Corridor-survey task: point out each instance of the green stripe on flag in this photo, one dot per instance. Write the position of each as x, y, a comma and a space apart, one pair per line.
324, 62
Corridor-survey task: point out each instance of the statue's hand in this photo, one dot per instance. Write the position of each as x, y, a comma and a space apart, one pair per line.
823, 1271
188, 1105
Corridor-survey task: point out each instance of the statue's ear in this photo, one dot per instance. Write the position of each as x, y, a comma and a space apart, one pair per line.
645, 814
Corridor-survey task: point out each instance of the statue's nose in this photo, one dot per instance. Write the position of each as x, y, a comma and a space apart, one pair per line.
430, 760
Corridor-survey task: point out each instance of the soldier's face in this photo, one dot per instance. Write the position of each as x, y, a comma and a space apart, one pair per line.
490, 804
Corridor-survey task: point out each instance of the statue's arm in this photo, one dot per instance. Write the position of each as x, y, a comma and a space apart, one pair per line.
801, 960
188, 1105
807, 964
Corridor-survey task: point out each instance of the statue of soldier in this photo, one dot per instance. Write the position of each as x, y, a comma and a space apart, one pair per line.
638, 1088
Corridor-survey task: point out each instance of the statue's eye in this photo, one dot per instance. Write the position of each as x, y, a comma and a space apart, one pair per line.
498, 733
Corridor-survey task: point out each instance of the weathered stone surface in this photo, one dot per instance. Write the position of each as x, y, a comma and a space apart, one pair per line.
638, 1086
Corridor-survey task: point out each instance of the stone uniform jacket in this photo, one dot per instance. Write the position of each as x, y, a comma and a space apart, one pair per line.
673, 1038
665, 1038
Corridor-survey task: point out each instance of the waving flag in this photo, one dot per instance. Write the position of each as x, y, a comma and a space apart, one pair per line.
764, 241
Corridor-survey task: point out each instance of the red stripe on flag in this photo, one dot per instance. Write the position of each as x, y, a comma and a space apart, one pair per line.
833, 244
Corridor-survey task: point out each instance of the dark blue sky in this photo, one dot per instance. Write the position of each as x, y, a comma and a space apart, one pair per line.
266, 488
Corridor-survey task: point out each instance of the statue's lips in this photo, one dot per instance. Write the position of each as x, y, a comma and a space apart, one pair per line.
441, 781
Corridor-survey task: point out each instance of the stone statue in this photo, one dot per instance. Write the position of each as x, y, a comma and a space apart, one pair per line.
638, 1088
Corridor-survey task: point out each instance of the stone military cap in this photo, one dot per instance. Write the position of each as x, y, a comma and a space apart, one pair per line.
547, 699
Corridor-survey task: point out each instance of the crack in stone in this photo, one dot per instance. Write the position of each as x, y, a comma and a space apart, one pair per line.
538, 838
• • • •
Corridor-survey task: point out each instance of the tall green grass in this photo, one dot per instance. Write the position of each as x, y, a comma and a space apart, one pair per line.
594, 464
• • • •
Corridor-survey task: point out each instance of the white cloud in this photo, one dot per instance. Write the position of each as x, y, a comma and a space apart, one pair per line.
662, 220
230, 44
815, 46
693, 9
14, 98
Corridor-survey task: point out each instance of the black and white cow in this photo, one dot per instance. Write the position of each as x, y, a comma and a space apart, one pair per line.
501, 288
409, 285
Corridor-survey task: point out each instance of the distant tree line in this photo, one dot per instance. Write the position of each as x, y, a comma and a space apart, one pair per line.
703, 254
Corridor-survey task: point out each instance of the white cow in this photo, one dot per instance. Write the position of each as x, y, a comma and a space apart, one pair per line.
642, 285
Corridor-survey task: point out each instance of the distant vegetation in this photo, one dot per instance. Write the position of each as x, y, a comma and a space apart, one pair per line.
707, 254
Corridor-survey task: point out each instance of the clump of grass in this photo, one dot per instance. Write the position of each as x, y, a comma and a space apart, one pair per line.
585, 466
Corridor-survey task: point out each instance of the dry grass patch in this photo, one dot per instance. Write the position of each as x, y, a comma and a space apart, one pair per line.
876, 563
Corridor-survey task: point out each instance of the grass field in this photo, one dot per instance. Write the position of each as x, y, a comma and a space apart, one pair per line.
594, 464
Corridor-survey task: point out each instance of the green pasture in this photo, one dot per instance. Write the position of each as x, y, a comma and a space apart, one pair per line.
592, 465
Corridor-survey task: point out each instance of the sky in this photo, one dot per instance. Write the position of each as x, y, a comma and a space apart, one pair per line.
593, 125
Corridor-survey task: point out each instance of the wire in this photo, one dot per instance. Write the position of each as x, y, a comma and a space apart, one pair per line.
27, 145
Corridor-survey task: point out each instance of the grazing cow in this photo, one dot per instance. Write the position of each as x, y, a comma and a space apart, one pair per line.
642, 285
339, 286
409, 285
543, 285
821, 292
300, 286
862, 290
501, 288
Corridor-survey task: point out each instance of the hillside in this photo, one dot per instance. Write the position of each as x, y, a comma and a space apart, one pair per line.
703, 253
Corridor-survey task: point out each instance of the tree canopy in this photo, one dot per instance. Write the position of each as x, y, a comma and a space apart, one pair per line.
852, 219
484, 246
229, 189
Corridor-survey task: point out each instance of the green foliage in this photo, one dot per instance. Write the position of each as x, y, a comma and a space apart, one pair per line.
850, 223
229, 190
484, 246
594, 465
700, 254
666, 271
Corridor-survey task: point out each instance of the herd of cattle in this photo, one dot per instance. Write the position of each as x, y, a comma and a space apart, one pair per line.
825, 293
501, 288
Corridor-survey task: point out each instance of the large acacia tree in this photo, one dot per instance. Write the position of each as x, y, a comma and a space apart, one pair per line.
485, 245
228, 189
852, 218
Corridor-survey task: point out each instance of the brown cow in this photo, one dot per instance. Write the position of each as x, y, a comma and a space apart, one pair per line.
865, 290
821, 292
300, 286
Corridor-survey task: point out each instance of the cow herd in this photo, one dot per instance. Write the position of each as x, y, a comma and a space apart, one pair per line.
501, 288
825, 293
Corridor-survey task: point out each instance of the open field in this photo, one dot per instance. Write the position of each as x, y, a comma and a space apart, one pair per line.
• • • •
_EXERCISE DETAILS_
The required output is the stretch of entries above from the line containing "Corridor-survey task: point out each instance of the brown" through the line containing "Corridor-survey task: point out each instance of the open", reproduced exactly.

_TASK RESPONSE_
Corridor-survey task: point out each instance of the brown cow in this photo, one dot per instance. Write the position of each as x, y, a comma and a space apart, one pair per line.
865, 290
821, 292
300, 286
Corridor-survey task: point out each instance of the cow herd in this photo, one dot per instance. Write the position of each as x, y, a comma and a space apart, one pair per line.
501, 288
825, 293
Corridor-survey task: point out each instance of the open field in this photo, one dot per instance. Write the position of each as x, y, a comma and a space apart, one pair per line.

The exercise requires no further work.